RECORDS FOR THE TASK:
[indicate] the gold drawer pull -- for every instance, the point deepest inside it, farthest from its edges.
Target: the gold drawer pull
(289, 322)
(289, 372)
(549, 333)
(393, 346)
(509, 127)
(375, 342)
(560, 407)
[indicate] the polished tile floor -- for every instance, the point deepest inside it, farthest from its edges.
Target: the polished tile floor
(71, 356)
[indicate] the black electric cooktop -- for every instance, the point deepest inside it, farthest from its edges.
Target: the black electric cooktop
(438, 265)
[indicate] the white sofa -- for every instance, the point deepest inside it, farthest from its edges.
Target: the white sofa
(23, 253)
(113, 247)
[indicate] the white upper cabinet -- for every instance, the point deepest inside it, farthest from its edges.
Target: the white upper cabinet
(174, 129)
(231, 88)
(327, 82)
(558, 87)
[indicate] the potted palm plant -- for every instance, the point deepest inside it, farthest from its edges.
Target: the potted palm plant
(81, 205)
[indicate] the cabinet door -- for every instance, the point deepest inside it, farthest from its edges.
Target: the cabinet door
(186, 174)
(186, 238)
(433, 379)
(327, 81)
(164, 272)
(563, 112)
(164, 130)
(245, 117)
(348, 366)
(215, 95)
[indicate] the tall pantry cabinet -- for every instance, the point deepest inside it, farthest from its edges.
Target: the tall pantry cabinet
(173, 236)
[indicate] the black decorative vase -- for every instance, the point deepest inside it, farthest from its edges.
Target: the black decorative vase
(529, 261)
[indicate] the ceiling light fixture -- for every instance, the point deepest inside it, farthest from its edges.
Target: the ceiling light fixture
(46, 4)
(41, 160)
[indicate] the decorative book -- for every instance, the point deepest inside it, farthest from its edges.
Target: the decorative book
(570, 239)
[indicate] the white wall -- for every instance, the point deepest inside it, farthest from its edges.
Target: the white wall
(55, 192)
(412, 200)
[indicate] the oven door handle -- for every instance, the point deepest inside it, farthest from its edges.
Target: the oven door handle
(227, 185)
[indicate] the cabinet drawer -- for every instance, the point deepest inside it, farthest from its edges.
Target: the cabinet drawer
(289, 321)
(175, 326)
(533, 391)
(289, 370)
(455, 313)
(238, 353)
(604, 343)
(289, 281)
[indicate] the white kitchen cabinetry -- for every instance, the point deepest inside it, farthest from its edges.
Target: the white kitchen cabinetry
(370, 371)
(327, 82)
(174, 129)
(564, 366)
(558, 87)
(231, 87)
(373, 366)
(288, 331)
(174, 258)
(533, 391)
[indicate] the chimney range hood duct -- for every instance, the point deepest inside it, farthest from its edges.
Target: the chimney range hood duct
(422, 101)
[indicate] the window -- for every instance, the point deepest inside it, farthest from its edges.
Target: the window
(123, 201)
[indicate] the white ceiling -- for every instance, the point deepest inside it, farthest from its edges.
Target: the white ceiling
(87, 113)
---
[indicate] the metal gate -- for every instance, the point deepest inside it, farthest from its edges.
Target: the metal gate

GIVEN PROBLEM: Collect every line of the listing above that contains the word "duct", treating uppercase and lowercase as different.

REPLY:
[indicate] the chimney range hood duct -- for every instance, the point deepest inside it, farthest from its edges.
Target: the chimney range hood duct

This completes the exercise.